→ Written instruction: Pull out every line in the items below that contains the word "blue", and copy each one in full.

→ Data for processing:
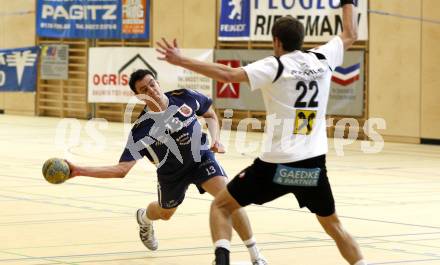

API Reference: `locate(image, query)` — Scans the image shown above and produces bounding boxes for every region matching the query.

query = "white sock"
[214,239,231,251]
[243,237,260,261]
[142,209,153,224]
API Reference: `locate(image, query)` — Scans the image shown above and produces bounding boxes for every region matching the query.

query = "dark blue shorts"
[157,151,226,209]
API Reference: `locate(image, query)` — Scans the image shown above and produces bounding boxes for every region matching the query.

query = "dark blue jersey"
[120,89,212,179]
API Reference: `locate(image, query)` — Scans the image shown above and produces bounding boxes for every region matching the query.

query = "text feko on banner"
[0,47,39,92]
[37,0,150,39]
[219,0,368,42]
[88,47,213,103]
--
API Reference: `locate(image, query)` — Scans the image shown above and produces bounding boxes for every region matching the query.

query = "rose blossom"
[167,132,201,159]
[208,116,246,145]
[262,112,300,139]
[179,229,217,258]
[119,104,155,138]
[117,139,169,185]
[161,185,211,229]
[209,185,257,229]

→ Solution below:
query = "dark blue shorts"
query = "dark blue jersey"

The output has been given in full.